## Source extract
### .Imports

In [104]:
import os
import pandas as pd
import json
import matplotlib.pyplot as plt
import numpy as np
import re
import math
import numpy as np
import codecs
import folium
from scipy.stats.stats import pearsonr

%pylab inline
pylab.rcParams['figure.figsize'] = (20,12)

Populating the interactive namespace from numpy and matplotlib


### .Constants

In [89]:
DATA_FOLDER = 'data_clean'
IS_DATE = re.compile("^[1-2]{1}[0-9]{3}$") #will be useful to detect values that correspond to dates

PATH = 'docs/_stories/'
PLOT_FOLDER = 'plots/'
DF_FOLDER = 'dataframes/'
MAP_FOLDER = 'maps/'

### .Useful functions

#### Function to quickly describe a dataframe

In [4]:
def describeDf(df,name="DESCRIPTION",level=2):
    """
    Describe the data. Different levels are possible.
    Level 0: Print the title of the dataset
    Level 1: Name the different columns
    Level 2: Explore the values of each column
    """
    date=[]
    
    # Explore each column of the dataset
    if(level==2):
        # Print a header
        print("______________________________ " + name+" ______________________________\n")
        print("\n")
        for col in df.columns:
            # Print the attributes of each column
            if((not IS_DATE.match(col)) & (not re.compile("[0-9]+ an").match(col))):
                print("         ATTRIBUTE: "+col)
                print("   "+str(df[col].unique()))
                print("\n")
            else:
                date.append(col)
        # Print the years we have information on
        print("         VALUES: "+str(date))
        print("\n\n\n")
        return
    
    # Recover and print the columns of the datasets
    elif(level==1):
        # Print a header
        print("______________________________ " + name+" ______________________________\n")
        val = []
        # Print the different columns
        for col in df.columns:
            if((not IS_DATE.match(col)) & (not re.compile("[0-9]+ an").match(col))):
                val.append(col)
        print(val)
        print("\n\n\n")
        return
    
    # Simply print the name of the dataset
    elif(level==0):
        print("   >  " + name+"\n")
    
    # Sanity check: the given level does exist
    else:
        raise NotImplementedError

#### Function to restrict the dataframe to a fix period in term of years

We need this function as our different datasets are often based on different yearly periods.

## Given entries

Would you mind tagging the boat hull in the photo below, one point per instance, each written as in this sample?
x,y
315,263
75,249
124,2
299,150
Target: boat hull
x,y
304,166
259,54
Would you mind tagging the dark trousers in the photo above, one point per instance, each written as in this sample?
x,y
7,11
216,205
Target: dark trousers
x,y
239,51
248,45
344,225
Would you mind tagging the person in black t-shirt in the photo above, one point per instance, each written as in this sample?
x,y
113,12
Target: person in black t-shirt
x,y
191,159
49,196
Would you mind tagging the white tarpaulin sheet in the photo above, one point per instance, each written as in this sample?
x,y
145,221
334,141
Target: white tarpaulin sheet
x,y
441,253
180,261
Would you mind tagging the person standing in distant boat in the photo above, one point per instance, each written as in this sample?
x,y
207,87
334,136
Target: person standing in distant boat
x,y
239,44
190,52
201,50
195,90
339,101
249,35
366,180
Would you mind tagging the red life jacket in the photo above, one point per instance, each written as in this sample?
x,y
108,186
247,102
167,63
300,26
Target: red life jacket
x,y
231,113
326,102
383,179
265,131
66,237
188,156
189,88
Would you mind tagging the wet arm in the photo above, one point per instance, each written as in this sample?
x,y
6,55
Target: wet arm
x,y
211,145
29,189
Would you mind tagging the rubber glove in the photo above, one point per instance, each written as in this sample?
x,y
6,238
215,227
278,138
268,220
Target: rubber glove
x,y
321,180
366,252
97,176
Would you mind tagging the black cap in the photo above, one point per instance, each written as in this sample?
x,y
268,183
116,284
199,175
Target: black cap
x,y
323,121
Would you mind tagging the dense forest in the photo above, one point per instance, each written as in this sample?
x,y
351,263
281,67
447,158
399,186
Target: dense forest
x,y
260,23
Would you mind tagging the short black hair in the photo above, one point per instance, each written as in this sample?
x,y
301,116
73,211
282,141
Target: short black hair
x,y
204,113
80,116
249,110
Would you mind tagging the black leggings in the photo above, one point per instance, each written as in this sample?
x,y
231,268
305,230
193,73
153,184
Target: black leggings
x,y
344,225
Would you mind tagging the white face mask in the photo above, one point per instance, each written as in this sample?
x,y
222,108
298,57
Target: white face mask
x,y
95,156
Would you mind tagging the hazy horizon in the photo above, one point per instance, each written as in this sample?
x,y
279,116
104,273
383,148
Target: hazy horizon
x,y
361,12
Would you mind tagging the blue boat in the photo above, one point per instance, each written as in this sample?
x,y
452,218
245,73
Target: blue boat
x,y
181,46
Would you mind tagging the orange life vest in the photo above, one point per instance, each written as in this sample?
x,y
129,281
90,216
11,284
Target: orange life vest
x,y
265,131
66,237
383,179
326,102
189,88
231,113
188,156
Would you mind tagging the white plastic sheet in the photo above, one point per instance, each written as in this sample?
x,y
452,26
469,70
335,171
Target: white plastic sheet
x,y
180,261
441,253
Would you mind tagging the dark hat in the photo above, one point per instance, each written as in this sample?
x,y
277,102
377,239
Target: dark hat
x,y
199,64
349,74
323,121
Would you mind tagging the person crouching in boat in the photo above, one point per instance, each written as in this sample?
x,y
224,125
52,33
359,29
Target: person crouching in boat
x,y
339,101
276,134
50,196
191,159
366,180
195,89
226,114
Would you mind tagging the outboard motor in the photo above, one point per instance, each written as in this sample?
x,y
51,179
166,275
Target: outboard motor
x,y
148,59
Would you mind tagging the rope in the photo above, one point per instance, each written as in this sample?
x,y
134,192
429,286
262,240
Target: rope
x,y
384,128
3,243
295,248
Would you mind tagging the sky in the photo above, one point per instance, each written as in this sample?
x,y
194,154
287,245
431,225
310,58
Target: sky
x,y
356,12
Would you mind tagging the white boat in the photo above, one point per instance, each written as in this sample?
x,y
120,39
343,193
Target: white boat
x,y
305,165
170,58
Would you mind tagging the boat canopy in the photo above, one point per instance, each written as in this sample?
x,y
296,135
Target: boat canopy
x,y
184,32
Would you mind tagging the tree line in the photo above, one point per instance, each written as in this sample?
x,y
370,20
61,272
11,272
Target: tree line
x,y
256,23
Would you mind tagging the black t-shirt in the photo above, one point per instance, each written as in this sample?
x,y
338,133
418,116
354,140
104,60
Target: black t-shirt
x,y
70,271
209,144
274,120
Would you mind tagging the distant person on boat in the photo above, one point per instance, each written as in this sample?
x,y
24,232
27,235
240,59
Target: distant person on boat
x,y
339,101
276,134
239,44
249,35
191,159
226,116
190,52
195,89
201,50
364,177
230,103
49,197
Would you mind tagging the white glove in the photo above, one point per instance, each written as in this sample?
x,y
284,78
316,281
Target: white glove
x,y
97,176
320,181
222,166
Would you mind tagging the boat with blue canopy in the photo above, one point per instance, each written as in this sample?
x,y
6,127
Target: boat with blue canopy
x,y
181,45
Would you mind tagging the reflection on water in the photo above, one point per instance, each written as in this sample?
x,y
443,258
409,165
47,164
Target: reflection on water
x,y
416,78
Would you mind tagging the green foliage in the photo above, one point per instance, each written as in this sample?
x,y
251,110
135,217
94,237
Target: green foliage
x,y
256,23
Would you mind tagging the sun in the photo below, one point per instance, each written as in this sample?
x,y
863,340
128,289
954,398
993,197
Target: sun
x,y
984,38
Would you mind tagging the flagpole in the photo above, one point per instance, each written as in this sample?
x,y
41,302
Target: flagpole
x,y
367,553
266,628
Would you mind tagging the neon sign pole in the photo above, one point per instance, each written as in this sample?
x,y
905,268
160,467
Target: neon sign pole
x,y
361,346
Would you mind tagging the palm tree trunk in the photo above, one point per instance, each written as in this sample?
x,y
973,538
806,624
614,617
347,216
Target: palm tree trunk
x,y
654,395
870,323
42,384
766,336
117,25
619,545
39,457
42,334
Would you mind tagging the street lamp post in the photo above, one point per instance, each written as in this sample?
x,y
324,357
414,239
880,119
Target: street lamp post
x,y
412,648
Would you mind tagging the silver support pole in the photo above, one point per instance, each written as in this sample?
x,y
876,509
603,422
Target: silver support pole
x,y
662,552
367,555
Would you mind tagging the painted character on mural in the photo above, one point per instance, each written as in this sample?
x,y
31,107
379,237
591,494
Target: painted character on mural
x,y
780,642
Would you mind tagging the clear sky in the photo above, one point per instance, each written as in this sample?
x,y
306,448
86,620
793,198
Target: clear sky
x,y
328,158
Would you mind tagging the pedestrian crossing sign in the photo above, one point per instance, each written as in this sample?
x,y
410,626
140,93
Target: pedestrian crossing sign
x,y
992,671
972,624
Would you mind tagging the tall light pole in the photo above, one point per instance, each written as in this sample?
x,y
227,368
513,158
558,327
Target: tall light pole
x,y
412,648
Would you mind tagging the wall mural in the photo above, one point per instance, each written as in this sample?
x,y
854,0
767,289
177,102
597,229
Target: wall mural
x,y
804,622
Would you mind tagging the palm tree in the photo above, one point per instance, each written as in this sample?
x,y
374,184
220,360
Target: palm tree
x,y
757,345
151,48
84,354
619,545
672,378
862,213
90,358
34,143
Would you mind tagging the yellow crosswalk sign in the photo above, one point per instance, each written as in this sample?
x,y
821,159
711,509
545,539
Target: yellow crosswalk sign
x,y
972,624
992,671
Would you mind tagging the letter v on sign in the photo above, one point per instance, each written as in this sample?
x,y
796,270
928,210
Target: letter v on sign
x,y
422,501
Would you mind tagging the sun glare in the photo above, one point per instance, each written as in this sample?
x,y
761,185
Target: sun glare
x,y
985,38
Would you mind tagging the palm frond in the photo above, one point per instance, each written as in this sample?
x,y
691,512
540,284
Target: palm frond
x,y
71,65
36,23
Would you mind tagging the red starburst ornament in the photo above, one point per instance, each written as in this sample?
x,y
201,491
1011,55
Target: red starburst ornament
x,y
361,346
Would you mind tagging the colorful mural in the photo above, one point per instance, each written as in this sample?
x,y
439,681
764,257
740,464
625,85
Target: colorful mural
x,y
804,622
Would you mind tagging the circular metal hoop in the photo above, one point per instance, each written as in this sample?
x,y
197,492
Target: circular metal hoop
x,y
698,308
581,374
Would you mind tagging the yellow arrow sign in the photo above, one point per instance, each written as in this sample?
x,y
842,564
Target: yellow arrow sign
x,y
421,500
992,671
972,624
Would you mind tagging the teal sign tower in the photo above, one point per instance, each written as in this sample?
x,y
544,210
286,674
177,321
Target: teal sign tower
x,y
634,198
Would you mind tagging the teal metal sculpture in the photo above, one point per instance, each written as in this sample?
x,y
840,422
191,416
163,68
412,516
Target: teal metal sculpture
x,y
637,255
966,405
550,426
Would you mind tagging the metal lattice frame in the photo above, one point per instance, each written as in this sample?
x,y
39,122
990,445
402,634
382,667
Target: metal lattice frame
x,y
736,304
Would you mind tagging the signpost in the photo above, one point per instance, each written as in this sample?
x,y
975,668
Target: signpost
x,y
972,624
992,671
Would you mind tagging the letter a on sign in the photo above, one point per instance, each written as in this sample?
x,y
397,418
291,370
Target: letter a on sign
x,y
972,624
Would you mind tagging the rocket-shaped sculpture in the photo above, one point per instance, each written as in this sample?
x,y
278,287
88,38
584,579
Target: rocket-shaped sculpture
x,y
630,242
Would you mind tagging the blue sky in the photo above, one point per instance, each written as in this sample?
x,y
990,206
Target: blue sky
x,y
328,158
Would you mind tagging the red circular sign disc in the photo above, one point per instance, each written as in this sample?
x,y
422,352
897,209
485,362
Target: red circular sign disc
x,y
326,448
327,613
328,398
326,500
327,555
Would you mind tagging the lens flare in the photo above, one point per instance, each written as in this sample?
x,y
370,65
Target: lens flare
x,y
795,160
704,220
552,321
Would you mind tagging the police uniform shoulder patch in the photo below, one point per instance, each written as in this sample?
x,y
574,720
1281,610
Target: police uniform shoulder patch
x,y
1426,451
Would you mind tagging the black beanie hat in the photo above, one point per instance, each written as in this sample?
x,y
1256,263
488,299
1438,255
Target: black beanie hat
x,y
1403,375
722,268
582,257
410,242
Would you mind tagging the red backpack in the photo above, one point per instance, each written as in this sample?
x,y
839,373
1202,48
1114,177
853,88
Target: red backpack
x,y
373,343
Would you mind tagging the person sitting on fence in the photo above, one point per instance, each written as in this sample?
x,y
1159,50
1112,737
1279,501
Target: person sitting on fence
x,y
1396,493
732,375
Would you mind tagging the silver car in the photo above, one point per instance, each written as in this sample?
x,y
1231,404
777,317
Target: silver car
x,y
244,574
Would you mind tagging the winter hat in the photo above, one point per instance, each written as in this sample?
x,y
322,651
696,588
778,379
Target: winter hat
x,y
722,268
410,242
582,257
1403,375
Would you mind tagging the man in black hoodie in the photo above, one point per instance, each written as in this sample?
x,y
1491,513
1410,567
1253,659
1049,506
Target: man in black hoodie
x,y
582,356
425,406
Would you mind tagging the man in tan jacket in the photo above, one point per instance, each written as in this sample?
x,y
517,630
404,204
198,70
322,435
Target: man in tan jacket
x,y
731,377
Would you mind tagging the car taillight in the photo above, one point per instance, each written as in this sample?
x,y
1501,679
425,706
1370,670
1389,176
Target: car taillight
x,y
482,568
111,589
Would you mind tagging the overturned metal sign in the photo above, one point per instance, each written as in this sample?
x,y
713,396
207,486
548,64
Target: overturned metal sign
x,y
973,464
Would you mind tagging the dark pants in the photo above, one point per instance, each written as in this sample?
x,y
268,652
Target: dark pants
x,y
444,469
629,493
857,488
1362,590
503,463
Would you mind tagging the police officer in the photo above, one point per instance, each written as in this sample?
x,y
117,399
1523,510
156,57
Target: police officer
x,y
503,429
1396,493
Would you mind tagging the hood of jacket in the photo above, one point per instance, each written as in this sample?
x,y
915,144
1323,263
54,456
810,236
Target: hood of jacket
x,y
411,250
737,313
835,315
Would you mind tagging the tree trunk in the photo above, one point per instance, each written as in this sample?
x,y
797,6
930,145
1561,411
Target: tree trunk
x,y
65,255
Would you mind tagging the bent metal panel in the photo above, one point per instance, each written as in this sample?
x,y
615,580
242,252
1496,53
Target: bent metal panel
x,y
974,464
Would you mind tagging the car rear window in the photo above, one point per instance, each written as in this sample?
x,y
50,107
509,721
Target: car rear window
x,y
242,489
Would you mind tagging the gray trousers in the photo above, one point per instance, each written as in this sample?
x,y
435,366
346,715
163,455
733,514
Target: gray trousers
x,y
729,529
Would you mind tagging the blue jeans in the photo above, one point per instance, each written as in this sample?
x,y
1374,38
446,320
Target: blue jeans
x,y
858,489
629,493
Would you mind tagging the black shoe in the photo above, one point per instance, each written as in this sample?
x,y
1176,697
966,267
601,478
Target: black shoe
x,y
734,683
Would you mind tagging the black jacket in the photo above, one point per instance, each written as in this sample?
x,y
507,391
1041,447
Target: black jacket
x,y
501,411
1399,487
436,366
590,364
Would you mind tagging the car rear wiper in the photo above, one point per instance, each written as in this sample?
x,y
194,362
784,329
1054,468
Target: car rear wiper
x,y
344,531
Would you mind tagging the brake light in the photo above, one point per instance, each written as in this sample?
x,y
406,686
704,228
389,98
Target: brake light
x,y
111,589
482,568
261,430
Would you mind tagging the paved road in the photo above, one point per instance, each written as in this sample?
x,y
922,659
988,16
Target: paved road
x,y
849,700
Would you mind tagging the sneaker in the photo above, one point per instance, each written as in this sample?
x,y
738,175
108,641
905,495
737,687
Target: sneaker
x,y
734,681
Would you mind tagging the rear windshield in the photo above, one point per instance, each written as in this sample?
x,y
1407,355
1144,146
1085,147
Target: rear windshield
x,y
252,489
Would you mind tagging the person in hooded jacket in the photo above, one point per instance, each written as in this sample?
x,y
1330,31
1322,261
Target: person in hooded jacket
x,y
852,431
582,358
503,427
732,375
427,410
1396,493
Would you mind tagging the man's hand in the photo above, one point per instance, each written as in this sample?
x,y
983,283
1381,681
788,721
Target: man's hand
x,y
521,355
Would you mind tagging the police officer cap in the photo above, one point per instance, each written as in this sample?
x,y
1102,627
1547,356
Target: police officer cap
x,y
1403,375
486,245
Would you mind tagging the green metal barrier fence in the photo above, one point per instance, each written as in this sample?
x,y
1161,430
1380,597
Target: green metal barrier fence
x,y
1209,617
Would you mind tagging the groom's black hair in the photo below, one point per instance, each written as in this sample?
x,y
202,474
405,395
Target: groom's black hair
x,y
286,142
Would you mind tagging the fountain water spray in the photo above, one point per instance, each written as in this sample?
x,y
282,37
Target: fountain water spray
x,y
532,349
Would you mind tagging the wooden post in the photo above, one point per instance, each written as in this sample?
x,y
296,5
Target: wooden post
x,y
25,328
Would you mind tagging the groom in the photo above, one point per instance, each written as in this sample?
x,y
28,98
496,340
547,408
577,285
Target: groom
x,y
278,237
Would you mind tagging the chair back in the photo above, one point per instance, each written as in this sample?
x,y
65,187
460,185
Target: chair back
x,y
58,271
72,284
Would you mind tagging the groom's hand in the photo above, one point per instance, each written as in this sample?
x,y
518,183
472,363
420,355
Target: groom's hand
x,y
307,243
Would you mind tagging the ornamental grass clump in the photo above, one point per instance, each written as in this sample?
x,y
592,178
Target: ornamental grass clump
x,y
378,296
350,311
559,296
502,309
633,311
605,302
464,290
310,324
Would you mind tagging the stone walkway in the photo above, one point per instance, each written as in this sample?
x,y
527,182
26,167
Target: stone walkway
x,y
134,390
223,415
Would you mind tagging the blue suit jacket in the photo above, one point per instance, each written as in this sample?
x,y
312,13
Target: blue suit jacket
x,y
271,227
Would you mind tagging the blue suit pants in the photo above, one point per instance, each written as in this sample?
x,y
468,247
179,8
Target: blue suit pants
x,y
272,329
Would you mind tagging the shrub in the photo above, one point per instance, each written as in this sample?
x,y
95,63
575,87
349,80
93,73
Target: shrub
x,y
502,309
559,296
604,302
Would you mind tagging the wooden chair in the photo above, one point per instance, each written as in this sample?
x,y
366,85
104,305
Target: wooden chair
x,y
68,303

## List of tasks
1. Please translate this sentence from the notebook extract into French: "We need this function as our different datasets are often based on different yearly periods."
2. Switch "describeDf" to "summarizeDf" and write out the notebook extract again from "PATH = 'docs/_stories/'" to "levels are possible.".

## Outputs by task
1. Nous avons besoin de cette fonction, car nos différents jeux de données reposent souvent sur des périodes annuelles différentes.

2.
PATH = 'docs/_stories/'
PLOT_FOLDER = 'plots/'
DF_FOLDER = 'dataframes/'
MAP_FOLDER = 'maps/'

### .Useful functions

#### Function to quickly describe a dataframe

In [4]:
def summarizeDf(df,name="DESCRIPTION",level=2):
    """
    Describe the data. Different levels are possible.